Records shown:
>> begin
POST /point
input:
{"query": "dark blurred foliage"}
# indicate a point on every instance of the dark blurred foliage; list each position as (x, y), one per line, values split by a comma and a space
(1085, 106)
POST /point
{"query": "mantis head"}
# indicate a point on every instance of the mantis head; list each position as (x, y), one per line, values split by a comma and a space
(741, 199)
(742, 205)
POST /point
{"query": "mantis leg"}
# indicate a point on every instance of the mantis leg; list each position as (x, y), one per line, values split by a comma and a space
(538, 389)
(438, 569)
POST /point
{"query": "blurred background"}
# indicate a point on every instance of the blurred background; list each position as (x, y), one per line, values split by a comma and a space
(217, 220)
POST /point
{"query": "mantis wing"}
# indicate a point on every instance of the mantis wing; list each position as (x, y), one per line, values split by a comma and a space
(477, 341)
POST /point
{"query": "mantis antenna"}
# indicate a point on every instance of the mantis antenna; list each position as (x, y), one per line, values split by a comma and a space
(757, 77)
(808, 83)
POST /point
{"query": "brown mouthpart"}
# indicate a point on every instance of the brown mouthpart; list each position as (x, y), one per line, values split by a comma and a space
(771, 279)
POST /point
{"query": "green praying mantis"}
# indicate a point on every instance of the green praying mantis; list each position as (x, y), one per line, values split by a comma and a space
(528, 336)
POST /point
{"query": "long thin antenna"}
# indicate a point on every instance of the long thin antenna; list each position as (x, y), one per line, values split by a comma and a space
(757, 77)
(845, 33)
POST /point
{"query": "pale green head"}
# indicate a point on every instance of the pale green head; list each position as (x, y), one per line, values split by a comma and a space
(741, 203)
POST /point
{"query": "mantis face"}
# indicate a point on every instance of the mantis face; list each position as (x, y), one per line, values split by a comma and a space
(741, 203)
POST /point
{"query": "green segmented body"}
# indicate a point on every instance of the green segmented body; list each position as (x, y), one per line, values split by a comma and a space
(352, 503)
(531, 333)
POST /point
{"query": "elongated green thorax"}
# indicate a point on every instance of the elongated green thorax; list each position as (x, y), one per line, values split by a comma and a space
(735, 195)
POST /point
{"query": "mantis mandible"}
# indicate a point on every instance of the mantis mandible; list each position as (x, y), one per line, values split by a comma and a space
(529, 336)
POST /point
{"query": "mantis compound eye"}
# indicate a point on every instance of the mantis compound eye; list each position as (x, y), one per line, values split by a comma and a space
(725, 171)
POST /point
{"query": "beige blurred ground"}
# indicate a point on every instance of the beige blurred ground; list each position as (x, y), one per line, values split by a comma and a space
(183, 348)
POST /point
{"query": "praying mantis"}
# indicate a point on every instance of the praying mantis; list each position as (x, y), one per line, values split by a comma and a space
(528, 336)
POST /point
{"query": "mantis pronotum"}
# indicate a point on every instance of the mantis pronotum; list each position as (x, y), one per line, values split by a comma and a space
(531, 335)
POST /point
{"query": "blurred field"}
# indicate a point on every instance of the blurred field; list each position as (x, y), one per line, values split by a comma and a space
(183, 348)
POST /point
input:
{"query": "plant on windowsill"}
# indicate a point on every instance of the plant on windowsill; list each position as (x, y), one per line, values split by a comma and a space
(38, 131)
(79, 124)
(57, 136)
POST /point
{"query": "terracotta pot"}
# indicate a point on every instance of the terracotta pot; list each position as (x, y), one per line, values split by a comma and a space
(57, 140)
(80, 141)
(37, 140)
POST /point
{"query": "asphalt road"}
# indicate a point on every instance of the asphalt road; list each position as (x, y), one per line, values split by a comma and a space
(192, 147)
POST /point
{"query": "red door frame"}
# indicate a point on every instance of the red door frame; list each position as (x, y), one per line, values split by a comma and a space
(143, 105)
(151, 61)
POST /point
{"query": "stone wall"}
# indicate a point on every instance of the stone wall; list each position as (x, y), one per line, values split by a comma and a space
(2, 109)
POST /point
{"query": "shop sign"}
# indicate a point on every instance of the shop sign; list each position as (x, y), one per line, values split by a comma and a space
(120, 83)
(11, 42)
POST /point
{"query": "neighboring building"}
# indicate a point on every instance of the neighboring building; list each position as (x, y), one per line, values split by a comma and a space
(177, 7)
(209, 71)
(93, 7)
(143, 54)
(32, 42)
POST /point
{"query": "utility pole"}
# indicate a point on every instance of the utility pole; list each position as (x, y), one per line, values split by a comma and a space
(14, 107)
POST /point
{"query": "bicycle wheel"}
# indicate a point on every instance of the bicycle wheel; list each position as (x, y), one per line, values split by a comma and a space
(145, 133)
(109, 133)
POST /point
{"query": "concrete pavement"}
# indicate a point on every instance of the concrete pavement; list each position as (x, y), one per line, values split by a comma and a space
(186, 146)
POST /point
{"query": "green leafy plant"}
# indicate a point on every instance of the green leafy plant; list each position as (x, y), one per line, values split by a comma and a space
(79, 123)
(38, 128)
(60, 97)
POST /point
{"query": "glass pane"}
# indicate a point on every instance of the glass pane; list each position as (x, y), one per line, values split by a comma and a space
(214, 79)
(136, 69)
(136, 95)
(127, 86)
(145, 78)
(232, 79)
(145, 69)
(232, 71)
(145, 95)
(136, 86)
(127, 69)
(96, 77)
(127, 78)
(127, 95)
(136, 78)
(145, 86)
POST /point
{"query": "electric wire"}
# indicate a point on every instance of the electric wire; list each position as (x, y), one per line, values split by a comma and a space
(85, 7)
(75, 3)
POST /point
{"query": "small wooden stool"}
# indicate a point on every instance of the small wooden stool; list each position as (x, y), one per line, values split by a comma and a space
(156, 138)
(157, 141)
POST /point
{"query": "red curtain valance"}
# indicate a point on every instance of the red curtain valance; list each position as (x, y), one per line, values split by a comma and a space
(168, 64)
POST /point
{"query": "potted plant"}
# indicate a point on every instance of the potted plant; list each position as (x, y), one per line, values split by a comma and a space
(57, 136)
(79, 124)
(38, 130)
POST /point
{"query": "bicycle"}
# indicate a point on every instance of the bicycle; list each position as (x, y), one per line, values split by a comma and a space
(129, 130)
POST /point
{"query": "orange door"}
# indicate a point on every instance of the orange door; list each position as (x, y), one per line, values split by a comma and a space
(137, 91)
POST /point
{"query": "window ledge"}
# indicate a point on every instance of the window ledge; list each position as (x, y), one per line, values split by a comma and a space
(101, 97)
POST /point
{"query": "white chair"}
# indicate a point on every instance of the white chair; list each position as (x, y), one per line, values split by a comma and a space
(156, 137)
>> end
Pull out every line of the material above that contains the string "elongated". Matching is case-sensitive.

{"query": "elongated green thorax"}
# indicate a point on every instance of the elongated green thorax; list each position as (x, y), one per line, values split by a comma and a space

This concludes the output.